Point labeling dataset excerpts

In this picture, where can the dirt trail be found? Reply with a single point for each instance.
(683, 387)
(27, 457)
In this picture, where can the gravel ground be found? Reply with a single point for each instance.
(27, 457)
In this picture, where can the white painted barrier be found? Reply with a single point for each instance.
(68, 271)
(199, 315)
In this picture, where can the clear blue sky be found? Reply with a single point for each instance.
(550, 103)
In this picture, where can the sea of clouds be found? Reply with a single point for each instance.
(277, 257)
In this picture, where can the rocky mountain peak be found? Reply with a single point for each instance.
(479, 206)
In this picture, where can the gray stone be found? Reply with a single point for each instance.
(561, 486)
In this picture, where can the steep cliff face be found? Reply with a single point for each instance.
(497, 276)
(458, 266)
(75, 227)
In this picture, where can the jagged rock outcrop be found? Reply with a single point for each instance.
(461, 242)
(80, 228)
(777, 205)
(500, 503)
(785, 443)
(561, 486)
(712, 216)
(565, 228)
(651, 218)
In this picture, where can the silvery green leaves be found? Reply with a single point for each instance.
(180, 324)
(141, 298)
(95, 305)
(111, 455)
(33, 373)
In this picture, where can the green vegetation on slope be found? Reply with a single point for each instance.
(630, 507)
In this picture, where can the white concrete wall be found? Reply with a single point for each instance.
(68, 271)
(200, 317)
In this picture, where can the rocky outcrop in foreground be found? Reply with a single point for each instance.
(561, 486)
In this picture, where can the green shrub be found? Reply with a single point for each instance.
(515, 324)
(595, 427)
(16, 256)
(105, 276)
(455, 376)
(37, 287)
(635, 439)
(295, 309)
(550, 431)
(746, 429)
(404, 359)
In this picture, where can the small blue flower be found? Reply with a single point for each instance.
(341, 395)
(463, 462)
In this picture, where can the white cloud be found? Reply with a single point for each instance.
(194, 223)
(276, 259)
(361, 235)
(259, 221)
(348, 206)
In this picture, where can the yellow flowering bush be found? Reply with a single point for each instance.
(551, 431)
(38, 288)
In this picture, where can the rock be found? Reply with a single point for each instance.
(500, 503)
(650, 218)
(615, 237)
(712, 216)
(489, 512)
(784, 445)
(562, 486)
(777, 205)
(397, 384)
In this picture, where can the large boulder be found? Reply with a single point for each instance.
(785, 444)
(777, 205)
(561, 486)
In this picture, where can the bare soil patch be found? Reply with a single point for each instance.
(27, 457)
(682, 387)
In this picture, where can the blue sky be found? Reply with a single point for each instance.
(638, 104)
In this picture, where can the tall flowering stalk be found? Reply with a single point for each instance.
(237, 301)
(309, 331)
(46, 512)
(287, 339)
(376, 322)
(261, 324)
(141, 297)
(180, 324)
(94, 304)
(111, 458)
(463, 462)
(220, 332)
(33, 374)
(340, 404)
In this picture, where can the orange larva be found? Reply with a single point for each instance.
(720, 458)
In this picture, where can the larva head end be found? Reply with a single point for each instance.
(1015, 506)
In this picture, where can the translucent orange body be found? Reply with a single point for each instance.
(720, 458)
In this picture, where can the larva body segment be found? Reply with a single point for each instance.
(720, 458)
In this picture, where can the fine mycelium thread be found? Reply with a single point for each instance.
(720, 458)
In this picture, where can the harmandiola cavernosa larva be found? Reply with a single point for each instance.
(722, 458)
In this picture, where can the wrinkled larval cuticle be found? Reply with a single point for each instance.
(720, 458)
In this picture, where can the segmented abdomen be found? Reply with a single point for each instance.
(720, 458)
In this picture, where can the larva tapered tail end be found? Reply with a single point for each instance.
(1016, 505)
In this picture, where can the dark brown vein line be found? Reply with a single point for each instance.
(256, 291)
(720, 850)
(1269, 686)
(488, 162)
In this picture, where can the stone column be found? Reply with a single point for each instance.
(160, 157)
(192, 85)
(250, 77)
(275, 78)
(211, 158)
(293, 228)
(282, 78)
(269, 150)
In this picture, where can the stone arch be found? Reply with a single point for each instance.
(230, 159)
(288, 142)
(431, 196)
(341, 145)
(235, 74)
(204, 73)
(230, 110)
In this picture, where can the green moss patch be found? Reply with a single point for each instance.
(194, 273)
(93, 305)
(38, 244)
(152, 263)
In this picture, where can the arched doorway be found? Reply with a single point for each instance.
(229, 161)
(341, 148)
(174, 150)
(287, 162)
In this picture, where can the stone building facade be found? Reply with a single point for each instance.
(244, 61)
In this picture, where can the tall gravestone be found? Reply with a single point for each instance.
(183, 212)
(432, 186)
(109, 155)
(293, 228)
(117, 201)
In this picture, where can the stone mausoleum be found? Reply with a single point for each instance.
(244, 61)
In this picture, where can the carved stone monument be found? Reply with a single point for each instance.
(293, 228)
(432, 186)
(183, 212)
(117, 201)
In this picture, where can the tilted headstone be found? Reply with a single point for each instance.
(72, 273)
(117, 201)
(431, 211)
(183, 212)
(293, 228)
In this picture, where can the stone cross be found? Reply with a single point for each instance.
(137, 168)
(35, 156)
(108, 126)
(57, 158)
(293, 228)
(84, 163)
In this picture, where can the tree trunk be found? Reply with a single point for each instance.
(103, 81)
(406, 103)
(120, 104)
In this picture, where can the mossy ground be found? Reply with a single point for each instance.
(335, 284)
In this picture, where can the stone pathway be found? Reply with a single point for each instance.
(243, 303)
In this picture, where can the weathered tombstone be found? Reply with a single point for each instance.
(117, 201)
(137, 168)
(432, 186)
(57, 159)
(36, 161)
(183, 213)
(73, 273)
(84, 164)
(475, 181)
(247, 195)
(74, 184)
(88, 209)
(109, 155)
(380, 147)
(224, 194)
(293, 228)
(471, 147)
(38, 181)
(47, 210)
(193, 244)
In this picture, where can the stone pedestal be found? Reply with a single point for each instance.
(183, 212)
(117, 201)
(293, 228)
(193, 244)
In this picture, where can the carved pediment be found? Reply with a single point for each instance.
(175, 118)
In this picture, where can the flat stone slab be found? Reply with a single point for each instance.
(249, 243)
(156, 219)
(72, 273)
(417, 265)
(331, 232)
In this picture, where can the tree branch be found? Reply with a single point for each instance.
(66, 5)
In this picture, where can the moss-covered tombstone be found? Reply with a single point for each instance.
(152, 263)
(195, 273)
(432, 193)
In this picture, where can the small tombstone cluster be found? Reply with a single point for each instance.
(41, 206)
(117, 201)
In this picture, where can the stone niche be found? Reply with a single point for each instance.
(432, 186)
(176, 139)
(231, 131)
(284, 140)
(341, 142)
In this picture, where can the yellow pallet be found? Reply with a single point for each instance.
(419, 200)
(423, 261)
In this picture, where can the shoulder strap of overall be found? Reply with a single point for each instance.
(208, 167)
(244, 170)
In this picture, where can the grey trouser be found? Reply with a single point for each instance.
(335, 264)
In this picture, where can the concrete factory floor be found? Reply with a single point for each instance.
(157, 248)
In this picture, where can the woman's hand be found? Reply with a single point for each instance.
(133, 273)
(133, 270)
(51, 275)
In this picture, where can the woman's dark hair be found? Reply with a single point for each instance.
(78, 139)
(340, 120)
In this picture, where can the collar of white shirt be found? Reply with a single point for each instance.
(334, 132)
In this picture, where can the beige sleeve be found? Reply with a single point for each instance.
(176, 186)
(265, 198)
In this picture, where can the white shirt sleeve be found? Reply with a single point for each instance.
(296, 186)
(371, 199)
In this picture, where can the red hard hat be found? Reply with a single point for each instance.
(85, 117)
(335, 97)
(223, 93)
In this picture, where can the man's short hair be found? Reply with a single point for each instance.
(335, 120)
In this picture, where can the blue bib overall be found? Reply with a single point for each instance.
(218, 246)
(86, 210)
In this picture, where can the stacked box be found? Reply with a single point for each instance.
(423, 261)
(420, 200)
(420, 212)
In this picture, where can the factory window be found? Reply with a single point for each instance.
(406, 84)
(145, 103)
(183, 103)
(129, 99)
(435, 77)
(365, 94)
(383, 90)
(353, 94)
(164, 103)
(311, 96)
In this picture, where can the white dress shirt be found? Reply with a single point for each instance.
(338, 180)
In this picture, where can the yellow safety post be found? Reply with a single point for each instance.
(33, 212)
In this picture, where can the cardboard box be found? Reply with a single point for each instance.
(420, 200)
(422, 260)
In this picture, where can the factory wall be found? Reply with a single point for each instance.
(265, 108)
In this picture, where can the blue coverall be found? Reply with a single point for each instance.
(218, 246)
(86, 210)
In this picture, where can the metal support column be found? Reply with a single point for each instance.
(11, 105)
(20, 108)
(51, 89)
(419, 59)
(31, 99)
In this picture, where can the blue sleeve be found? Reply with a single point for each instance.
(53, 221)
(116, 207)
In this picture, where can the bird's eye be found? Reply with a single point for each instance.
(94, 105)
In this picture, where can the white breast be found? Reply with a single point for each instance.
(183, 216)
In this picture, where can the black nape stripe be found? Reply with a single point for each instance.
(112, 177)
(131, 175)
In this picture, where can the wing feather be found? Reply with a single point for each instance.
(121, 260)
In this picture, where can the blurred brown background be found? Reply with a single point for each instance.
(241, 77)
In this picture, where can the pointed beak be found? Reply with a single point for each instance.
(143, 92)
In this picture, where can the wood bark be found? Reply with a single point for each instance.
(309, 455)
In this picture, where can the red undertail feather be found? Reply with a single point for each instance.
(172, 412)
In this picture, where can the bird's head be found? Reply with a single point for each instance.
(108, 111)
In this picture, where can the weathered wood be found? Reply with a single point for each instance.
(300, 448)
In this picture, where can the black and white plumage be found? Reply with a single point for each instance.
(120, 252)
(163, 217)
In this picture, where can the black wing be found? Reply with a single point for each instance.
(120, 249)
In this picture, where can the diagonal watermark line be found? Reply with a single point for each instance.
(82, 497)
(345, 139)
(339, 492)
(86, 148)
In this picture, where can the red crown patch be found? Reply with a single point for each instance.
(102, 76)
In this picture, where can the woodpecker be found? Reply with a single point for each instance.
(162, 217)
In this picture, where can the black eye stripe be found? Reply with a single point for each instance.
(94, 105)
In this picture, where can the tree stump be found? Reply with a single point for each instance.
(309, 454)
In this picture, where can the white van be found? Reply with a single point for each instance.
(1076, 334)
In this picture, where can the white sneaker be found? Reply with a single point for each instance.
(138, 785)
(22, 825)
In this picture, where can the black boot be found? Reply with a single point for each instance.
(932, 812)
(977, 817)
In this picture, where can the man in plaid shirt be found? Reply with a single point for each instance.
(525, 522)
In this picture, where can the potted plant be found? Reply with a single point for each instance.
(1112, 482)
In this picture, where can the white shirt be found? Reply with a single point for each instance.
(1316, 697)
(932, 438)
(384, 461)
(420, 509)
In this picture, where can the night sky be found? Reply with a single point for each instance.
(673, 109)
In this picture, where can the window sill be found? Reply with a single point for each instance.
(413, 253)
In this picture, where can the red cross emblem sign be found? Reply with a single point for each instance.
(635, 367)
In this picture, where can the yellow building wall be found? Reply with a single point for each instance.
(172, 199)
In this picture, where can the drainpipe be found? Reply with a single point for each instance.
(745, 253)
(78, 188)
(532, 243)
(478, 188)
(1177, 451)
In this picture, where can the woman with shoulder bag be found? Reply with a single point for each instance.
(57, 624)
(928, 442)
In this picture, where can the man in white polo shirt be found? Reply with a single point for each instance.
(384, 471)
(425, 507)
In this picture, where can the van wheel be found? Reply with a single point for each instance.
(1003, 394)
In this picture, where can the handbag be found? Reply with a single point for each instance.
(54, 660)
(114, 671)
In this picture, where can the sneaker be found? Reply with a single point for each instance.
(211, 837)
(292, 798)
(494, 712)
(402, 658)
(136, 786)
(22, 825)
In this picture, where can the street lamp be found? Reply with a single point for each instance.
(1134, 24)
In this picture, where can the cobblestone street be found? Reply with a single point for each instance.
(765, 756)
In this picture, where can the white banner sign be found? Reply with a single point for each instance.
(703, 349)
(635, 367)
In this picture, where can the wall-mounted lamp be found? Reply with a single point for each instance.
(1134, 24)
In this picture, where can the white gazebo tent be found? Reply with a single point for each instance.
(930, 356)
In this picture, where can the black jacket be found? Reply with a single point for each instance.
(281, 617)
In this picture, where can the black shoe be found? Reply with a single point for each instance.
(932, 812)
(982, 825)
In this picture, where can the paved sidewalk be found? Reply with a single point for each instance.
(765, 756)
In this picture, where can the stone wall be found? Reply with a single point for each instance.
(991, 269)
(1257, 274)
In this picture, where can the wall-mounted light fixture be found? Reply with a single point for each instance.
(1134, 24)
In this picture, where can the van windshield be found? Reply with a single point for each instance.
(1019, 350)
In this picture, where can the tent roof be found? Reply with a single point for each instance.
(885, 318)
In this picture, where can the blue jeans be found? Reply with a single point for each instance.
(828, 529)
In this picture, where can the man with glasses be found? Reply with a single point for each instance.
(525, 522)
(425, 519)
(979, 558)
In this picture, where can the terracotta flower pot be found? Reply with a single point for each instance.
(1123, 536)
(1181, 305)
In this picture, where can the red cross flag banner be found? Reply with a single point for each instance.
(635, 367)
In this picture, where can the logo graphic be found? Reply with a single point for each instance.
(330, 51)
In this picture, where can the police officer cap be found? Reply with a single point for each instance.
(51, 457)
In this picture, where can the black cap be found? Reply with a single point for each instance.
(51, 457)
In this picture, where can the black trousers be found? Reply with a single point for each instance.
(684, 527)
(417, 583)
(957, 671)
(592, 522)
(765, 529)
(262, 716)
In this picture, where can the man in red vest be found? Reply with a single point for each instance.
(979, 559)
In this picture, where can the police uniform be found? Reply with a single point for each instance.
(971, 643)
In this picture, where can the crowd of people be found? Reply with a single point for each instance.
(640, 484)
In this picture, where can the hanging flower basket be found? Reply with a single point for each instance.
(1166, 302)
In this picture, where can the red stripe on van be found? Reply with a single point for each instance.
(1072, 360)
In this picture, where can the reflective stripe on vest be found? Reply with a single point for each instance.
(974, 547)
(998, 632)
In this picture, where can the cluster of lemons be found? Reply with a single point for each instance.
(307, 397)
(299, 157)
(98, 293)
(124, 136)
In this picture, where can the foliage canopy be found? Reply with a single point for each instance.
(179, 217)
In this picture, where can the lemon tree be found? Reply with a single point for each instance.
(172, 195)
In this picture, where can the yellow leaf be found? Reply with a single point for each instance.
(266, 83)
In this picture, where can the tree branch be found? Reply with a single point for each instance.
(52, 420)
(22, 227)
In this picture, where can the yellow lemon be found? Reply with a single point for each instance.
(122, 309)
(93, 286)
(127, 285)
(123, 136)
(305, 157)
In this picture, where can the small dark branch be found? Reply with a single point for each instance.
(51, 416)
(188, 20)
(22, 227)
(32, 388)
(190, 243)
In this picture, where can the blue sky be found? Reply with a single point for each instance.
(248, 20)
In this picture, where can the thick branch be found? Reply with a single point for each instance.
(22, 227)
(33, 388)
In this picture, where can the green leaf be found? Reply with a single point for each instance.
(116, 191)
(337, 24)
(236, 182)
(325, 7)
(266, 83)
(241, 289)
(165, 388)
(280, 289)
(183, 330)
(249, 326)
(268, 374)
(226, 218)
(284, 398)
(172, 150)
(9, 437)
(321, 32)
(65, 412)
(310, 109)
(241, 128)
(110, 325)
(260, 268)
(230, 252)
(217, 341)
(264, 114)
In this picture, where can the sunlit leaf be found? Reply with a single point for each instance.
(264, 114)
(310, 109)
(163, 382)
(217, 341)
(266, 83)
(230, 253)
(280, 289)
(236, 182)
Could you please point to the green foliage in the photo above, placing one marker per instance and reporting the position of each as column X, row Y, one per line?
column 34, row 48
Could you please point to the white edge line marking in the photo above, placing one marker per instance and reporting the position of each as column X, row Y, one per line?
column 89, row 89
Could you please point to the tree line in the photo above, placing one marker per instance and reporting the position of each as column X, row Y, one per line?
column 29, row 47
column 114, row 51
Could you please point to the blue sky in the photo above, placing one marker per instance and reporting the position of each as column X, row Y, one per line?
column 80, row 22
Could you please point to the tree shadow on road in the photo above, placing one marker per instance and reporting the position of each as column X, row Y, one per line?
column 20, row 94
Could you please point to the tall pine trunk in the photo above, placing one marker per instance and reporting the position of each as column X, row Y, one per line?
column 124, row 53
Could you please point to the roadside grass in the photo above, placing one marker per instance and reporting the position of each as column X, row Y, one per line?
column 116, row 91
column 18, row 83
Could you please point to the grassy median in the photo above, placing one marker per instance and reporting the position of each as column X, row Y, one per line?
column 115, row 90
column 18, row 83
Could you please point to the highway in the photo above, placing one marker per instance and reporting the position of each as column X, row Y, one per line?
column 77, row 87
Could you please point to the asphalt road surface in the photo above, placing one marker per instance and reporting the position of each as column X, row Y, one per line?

_TASK OBJECTIVE_: Only the lines from the one containing "Could you please point to the grassy" through the end of the entries above belong in the answer; repeat them exactly.

_ANSWER TO THIS TASK_:
Could you please point to the grassy median in the photo above, placing one marker per instance and reporting the position of each as column X, row Y, one per line?
column 115, row 90
column 18, row 83
Could you please point to the highway in the photo above, placing one marker per instance and reporting the position of each as column X, row Y, one per line?
column 77, row 87
Could you please point to the asphalt road surface in the photo above, placing one marker per instance and reporting the position of each as column X, row Y, one per line?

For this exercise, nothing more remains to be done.